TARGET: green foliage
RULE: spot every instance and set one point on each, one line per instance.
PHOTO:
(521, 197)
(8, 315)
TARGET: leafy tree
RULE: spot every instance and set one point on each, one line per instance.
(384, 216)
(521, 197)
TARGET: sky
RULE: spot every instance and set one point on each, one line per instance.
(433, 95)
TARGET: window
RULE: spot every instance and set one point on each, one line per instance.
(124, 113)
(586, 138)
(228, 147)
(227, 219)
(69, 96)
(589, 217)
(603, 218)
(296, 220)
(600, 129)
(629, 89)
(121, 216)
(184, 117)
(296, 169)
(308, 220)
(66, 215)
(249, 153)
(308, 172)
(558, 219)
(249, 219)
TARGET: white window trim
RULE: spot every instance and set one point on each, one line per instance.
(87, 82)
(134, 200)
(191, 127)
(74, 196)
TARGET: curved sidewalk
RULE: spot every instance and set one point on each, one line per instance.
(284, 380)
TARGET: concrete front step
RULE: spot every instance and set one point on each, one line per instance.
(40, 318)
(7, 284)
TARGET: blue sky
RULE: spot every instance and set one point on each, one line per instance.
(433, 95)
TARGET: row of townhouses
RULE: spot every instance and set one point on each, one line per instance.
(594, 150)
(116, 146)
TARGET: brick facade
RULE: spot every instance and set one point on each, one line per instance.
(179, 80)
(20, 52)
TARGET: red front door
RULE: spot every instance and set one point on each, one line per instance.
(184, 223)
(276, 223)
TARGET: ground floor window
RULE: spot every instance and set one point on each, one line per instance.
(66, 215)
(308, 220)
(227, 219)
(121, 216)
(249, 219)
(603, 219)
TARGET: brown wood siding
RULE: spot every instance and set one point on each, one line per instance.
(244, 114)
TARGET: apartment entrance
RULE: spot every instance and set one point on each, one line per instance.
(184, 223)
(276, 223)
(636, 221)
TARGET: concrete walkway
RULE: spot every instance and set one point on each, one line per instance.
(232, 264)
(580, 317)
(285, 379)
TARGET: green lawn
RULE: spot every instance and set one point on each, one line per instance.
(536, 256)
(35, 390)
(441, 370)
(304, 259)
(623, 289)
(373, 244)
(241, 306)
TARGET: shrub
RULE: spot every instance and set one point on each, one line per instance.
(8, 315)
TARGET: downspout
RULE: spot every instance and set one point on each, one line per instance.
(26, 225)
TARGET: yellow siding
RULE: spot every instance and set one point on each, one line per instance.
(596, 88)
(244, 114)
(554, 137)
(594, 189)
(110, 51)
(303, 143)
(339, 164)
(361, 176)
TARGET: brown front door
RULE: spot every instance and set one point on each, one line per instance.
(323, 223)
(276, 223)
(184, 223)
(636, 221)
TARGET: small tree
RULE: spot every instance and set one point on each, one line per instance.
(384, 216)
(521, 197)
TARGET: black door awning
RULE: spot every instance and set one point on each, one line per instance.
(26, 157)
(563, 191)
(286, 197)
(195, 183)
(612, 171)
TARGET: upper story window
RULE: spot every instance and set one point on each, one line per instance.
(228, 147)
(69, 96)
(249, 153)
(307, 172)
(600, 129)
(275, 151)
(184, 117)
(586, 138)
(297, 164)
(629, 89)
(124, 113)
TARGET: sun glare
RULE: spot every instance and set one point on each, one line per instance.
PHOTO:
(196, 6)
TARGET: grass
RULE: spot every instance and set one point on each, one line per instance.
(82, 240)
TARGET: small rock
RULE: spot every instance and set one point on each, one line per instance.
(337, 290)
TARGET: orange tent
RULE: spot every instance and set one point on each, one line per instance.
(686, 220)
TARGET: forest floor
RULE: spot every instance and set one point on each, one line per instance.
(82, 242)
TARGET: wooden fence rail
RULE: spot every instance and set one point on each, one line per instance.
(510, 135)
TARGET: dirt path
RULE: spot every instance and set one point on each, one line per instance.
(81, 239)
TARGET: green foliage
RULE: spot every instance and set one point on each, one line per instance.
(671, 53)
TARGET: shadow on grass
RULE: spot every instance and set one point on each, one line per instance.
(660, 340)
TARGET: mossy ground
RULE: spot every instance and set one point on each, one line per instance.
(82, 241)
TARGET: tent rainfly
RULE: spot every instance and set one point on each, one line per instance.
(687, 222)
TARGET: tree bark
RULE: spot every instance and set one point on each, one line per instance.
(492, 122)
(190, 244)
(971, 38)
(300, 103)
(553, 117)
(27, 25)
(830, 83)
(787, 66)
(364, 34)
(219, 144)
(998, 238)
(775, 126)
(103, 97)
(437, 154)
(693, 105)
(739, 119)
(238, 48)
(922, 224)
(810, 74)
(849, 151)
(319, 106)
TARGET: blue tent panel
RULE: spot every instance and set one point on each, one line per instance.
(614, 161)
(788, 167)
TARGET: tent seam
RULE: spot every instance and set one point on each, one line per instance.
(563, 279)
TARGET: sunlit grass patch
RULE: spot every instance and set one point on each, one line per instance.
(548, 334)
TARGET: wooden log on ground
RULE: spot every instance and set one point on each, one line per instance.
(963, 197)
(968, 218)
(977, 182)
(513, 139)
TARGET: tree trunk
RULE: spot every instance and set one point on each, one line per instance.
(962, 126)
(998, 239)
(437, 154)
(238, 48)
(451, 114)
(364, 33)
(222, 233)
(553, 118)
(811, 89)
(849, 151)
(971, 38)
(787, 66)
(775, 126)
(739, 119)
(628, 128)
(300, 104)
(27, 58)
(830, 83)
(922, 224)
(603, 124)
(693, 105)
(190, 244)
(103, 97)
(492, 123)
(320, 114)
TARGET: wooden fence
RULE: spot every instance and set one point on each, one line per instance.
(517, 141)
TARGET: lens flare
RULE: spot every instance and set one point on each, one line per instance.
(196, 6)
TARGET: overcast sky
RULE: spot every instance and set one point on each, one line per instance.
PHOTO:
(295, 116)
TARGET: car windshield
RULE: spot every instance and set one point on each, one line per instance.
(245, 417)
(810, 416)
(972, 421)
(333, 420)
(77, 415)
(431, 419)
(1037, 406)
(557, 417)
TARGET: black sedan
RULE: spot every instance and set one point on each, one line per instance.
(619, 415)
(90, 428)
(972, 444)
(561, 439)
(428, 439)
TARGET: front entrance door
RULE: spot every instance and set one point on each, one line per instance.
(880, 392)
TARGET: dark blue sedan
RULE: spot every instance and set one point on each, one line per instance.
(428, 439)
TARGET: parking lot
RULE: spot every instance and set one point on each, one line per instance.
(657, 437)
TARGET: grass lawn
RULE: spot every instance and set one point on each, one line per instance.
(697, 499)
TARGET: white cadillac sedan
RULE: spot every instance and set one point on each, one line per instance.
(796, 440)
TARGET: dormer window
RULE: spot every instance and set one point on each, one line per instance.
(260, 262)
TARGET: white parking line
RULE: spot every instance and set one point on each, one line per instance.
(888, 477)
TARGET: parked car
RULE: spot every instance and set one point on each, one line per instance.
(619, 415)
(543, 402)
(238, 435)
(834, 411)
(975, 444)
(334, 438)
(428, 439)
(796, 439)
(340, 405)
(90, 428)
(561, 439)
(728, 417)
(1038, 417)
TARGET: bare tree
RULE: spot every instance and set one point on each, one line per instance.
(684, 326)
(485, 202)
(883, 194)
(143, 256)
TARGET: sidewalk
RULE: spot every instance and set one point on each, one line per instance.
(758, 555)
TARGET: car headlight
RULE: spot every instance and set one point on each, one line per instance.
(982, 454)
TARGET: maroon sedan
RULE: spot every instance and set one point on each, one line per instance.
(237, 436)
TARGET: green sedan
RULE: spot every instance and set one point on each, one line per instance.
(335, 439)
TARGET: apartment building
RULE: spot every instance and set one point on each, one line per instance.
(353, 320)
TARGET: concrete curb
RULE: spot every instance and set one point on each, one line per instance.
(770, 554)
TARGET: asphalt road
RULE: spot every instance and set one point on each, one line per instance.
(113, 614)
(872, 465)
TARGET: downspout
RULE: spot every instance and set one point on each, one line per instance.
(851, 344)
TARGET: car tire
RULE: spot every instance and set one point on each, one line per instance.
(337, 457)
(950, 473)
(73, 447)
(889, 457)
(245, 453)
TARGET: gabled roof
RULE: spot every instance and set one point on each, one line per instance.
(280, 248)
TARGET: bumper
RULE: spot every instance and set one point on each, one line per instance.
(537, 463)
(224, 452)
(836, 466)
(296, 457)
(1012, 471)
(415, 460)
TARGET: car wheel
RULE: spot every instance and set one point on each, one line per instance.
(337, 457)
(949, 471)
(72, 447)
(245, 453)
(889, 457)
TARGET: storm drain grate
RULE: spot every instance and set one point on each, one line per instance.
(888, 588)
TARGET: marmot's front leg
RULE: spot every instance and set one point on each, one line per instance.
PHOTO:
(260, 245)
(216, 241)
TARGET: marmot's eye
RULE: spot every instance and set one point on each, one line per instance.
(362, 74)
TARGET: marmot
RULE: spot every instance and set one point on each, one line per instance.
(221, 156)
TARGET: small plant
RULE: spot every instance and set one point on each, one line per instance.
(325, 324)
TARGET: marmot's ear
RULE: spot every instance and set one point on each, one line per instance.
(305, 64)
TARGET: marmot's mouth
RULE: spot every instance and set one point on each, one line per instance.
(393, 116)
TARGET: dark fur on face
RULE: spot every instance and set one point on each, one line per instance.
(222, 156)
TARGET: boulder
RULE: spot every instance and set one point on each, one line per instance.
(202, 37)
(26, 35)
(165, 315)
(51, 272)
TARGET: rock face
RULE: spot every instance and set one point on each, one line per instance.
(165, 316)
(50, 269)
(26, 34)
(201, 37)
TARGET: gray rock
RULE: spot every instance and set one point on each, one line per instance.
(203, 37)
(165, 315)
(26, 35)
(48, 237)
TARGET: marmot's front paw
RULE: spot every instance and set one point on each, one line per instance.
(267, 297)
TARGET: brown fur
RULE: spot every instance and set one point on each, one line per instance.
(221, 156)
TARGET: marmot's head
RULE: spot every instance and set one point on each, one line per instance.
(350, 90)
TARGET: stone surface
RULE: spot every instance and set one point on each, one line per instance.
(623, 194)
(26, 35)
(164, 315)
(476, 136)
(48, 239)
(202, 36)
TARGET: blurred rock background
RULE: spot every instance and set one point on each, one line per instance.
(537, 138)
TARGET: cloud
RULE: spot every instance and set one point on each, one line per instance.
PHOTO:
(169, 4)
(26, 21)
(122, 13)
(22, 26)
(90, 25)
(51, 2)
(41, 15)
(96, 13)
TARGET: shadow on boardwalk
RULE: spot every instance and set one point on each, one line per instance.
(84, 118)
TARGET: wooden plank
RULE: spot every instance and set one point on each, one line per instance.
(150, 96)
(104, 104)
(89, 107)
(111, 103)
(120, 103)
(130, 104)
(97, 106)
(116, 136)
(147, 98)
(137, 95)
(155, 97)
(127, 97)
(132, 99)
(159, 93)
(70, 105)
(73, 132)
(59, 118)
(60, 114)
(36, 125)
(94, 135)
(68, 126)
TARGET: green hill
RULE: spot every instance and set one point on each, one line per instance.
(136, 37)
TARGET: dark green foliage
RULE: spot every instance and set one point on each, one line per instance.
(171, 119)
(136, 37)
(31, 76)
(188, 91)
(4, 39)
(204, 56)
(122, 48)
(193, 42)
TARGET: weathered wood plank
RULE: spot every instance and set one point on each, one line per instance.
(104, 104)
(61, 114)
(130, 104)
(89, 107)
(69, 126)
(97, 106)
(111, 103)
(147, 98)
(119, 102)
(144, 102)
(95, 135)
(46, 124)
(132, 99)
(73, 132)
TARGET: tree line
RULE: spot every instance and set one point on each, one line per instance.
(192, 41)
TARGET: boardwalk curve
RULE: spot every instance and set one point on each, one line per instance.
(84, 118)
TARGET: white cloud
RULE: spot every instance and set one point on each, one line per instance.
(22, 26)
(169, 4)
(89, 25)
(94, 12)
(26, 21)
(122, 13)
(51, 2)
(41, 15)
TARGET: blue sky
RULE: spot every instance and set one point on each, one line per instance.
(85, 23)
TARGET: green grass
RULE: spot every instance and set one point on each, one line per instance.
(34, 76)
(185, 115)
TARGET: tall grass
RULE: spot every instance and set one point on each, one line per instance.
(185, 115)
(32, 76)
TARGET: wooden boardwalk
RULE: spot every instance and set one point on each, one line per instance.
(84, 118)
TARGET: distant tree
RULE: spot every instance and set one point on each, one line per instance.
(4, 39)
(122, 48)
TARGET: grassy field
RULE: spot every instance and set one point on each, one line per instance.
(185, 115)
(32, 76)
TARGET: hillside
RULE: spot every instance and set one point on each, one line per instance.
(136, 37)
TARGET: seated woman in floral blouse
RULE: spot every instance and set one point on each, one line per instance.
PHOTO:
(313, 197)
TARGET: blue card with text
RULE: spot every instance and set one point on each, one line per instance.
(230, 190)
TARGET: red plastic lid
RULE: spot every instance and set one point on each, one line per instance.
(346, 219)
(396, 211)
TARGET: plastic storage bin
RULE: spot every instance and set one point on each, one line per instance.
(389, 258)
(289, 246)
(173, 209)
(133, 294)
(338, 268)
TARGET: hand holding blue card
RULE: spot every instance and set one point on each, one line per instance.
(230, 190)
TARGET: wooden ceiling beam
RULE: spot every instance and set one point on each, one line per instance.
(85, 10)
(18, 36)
-.-.-
(Work to complete)
In the listing above, find the line with "TARGET: cloud" and the line with "TARGET: green hill", then reproduce both and every line between them exactly.

(Your solution)
TARGET: cloud
RULE: spot every instance and set one point on each, one line per instance.
PHOTO:
(169, 4)
(26, 21)
(122, 13)
(22, 26)
(90, 25)
(51, 2)
(41, 15)
(96, 13)
TARGET: shadow on boardwalk
RULE: spot every instance and set one point on each, one line per instance.
(84, 118)
TARGET: wooden plank
RULE: spot every instance and set one point on each, one line per instance.
(150, 96)
(104, 104)
(89, 107)
(111, 103)
(120, 103)
(130, 104)
(97, 106)
(116, 136)
(147, 98)
(137, 95)
(155, 97)
(127, 97)
(132, 99)
(159, 93)
(70, 105)
(73, 132)
(59, 118)
(60, 114)
(36, 125)
(94, 135)
(68, 126)
TARGET: green hill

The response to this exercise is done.